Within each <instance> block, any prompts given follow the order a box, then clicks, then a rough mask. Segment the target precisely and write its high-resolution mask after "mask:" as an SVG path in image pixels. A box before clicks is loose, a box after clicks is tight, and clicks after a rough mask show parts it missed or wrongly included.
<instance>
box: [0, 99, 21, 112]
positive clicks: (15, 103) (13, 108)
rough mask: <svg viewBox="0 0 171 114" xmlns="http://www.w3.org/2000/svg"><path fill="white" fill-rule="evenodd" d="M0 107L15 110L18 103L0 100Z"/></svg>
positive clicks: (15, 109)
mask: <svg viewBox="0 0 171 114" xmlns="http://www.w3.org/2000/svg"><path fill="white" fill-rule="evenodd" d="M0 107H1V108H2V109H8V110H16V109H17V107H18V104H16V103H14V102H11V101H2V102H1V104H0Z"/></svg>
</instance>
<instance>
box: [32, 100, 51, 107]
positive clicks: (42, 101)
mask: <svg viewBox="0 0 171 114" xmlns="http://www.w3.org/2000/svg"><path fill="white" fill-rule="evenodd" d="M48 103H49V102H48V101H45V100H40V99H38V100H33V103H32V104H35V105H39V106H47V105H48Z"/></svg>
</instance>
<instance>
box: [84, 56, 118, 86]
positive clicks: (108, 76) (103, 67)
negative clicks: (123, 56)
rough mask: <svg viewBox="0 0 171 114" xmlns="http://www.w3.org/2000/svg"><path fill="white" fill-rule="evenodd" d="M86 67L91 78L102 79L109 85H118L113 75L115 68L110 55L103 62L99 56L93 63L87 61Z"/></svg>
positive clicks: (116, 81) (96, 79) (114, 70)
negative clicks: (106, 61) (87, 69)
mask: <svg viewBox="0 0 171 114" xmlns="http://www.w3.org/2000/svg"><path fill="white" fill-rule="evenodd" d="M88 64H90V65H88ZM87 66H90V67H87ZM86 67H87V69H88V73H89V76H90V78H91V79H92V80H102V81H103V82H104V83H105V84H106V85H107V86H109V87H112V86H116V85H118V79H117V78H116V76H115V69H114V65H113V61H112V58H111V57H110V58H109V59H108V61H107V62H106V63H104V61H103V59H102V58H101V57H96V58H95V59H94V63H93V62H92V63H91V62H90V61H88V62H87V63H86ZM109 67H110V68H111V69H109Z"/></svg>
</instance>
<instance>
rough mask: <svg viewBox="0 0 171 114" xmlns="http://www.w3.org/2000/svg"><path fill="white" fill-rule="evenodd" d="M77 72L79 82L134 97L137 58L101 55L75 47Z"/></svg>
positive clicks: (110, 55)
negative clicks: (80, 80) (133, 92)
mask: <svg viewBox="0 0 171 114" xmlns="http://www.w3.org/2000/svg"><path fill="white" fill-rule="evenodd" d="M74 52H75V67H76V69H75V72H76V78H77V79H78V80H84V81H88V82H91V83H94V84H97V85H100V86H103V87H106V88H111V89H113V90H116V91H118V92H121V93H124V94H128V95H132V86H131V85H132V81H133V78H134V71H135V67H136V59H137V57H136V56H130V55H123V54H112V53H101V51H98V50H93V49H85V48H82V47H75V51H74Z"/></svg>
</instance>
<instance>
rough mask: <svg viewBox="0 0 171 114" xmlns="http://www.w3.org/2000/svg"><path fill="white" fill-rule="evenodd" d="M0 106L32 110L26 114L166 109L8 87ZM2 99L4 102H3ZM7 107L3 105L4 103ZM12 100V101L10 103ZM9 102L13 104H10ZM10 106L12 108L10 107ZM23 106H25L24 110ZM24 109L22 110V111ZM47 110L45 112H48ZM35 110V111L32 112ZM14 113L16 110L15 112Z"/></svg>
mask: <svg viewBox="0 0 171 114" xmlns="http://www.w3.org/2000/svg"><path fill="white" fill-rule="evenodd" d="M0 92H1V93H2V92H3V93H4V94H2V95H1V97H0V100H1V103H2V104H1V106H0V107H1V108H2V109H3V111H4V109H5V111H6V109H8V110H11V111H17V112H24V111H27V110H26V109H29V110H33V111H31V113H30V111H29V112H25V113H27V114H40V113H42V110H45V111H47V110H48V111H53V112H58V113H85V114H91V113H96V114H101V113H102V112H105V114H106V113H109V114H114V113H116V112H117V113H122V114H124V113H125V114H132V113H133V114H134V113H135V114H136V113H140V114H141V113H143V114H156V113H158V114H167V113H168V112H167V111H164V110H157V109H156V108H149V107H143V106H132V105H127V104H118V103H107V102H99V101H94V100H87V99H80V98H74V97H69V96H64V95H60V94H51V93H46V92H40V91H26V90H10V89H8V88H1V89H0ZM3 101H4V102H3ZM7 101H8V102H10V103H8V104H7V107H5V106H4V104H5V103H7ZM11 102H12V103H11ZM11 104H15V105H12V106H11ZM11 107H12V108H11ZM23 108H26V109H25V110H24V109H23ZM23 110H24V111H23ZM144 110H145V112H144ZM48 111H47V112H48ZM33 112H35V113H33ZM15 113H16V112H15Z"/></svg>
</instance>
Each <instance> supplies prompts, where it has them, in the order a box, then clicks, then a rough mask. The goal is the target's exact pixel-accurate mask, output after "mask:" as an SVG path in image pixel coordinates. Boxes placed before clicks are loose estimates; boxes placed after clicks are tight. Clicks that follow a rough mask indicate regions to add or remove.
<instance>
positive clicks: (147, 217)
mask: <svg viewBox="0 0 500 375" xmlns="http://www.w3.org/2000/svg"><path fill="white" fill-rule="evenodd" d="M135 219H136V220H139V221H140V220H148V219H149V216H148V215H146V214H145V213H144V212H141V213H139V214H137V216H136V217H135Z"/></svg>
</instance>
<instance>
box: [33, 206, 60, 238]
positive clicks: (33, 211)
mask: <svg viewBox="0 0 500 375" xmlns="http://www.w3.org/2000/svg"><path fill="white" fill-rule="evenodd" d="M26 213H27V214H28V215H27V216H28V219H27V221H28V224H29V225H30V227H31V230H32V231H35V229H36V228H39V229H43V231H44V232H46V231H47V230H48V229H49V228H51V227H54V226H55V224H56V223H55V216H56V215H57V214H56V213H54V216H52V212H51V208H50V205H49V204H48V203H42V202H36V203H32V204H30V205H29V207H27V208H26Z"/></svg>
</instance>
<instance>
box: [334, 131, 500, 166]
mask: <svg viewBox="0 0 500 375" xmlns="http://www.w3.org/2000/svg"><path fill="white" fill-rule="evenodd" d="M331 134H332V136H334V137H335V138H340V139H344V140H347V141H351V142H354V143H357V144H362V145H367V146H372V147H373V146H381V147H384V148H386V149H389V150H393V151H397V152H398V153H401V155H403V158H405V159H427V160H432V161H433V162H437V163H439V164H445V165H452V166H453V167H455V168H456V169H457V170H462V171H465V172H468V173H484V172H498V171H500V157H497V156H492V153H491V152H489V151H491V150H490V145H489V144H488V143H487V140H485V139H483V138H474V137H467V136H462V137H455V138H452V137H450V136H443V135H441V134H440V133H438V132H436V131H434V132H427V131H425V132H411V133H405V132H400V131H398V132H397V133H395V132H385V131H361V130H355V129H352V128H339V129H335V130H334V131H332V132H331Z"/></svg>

:::

**What the task asks:**
Repeat the records above with every character intact.

**Finished exercise:**
Within each <instance> block, any prompts given follow the order a box, then clicks, then a rough mask. Segment the target precisely and write its high-resolution mask after "mask:" as an SVG path in image pixels. A box before clicks is loose, a box after clicks is tight, and clicks after a rough mask show parts it missed or wrongly included.
<instance>
box: [0, 99, 21, 112]
positive clicks: (15, 103) (13, 108)
rough mask: <svg viewBox="0 0 171 114" xmlns="http://www.w3.org/2000/svg"><path fill="white" fill-rule="evenodd" d="M0 107L15 110L18 103L0 100Z"/></svg>
positive clicks: (15, 109)
mask: <svg viewBox="0 0 171 114" xmlns="http://www.w3.org/2000/svg"><path fill="white" fill-rule="evenodd" d="M0 107H1V108H2V109H8V110H16V109H17V107H18V104H16V103H14V102H11V101H2V102H1V104H0Z"/></svg>
</instance>
<instance>
box: [32, 100, 51, 107]
positive clicks: (42, 101)
mask: <svg viewBox="0 0 171 114" xmlns="http://www.w3.org/2000/svg"><path fill="white" fill-rule="evenodd" d="M48 103H49V102H48V101H45V100H40V99H38V100H33V103H32V104H35V105H39V106H47V105H48Z"/></svg>
</instance>
<instance>
box: [84, 56, 118, 86]
positive clicks: (108, 76) (103, 67)
negative clicks: (123, 56)
rough mask: <svg viewBox="0 0 171 114" xmlns="http://www.w3.org/2000/svg"><path fill="white" fill-rule="evenodd" d="M86 67L91 78L102 79L109 85H118L113 75L115 68L110 55L103 62L99 56L93 63L87 61Z"/></svg>
positive clicks: (116, 81) (96, 79) (114, 70)
negative clicks: (106, 61) (87, 69)
mask: <svg viewBox="0 0 171 114" xmlns="http://www.w3.org/2000/svg"><path fill="white" fill-rule="evenodd" d="M88 64H90V65H88ZM87 66H90V67H87ZM86 67H87V69H88V73H89V76H90V78H91V79H92V80H102V81H103V82H104V83H105V84H106V85H107V86H109V87H112V86H116V85H118V79H117V78H116V76H115V69H114V65H113V61H112V58H111V57H110V58H109V59H108V61H107V62H106V63H104V61H103V59H102V58H101V57H96V58H95V59H94V63H93V62H92V63H91V62H90V61H88V62H87V63H86ZM109 67H110V68H111V69H109Z"/></svg>
</instance>
<instance>
rough mask: <svg viewBox="0 0 171 114" xmlns="http://www.w3.org/2000/svg"><path fill="white" fill-rule="evenodd" d="M77 72L79 82L134 97L137 58L101 55L75 47Z"/></svg>
positive clicks: (110, 55)
negative clicks: (80, 80) (133, 92)
mask: <svg viewBox="0 0 171 114" xmlns="http://www.w3.org/2000/svg"><path fill="white" fill-rule="evenodd" d="M74 52H75V67H76V69H75V72H76V78H77V79H78V80H84V81H88V82H91V83H94V84H97V85H100V86H103V87H106V88H111V89H113V90H116V91H118V92H121V93H124V94H128V95H132V86H131V85H132V81H133V78H134V71H135V67H136V59H137V57H136V56H130V55H123V54H112V53H101V51H98V50H93V49H85V48H82V47H75V51H74Z"/></svg>
</instance>
<instance>
rough mask: <svg viewBox="0 0 171 114" xmlns="http://www.w3.org/2000/svg"><path fill="white" fill-rule="evenodd" d="M0 106L32 110L26 114L166 109L8 87ZM2 99L4 102H3ZM7 107L3 105L4 103ZM12 100V101L10 103ZM9 102L13 104H10ZM10 106L12 108L10 107ZM23 106H25L24 110ZM24 109L22 110V111ZM47 110L45 112H48ZM35 110V111L32 112ZM14 113L16 110L15 112Z"/></svg>
mask: <svg viewBox="0 0 171 114" xmlns="http://www.w3.org/2000/svg"><path fill="white" fill-rule="evenodd" d="M0 92H1V93H2V92H3V93H4V94H2V95H1V97H0V100H1V103H2V104H1V106H0V107H1V108H2V109H3V111H4V109H5V111H6V109H8V110H11V111H17V112H24V111H27V110H26V109H29V110H33V111H31V113H30V111H29V112H25V113H27V114H40V113H42V110H45V111H47V110H48V111H53V112H58V113H85V114H91V113H96V114H101V113H102V112H105V114H106V113H109V114H114V113H116V112H117V113H122V114H124V113H125V114H132V113H133V114H134V113H135V114H136V113H140V114H141V113H143V114H156V113H158V114H167V113H168V112H167V111H164V110H157V109H156V108H149V107H143V106H132V105H127V104H118V103H107V102H99V101H94V100H87V99H80V98H74V97H69V96H64V95H60V94H51V93H46V92H40V91H26V90H10V89H8V88H1V89H0ZM3 101H4V102H3ZM7 101H8V102H10V103H8V104H7V107H5V106H4V104H5V103H7ZM11 102H12V103H11ZM11 104H15V105H12V106H11ZM11 107H12V108H11ZM23 108H26V109H25V110H24V109H23ZM23 110H24V111H23ZM144 110H145V112H144ZM48 111H47V112H48ZM33 112H35V113H33ZM15 113H16V112H15Z"/></svg>
</instance>
Each <instance> supplies prompts, where it has them, in the order a box, then clicks, then a rough mask. The goal is the target's exact pixel-accurate mask, output after "mask:" as an SVG path in image pixel coordinates. Boxes placed before clicks are loose estimates; boxes placed after clicks are tight. Clicks that follow a rough mask indicate regions to add or remove.
<instance>
positive clicks: (147, 217)
mask: <svg viewBox="0 0 500 375" xmlns="http://www.w3.org/2000/svg"><path fill="white" fill-rule="evenodd" d="M135 219H136V220H139V221H140V220H148V219H149V216H148V215H146V214H145V213H144V212H141V213H139V214H137V216H136V217H135Z"/></svg>
</instance>
<instance>
box: [33, 206, 60, 238]
positive clicks: (33, 211)
mask: <svg viewBox="0 0 500 375" xmlns="http://www.w3.org/2000/svg"><path fill="white" fill-rule="evenodd" d="M26 213H27V214H28V215H27V216H28V219H27V221H28V224H29V225H30V227H31V230H32V231H35V229H36V228H39V229H43V231H44V232H46V231H47V230H48V229H49V228H51V227H54V226H55V224H56V223H55V216H56V215H57V214H56V213H54V216H52V212H51V208H50V205H49V204H48V203H42V202H36V203H32V204H30V205H29V207H27V208H26Z"/></svg>
</instance>
<instance>
box: [334, 131, 500, 166]
mask: <svg viewBox="0 0 500 375" xmlns="http://www.w3.org/2000/svg"><path fill="white" fill-rule="evenodd" d="M331 134H332V136H334V137H335V138H340V139H344V140H347V141H351V142H354V143H357V144H362V145H367V146H372V147H373V146H381V147H384V148H386V149H389V150H393V151H397V152H398V153H401V155H403V158H405V159H427V160H432V161H433V162H437V163H439V164H445V165H452V166H453V167H455V168H456V169H457V170H462V171H465V172H468V173H484V172H498V171H500V157H497V156H492V153H491V152H489V151H491V150H490V145H489V144H488V143H487V140H485V139H483V138H474V137H467V136H462V137H455V138H452V137H450V136H443V135H441V134H440V133H438V132H436V131H434V132H427V131H425V132H411V133H405V132H400V131H398V132H397V133H395V132H385V131H361V130H355V129H352V128H339V129H335V130H334V131H332V132H331Z"/></svg>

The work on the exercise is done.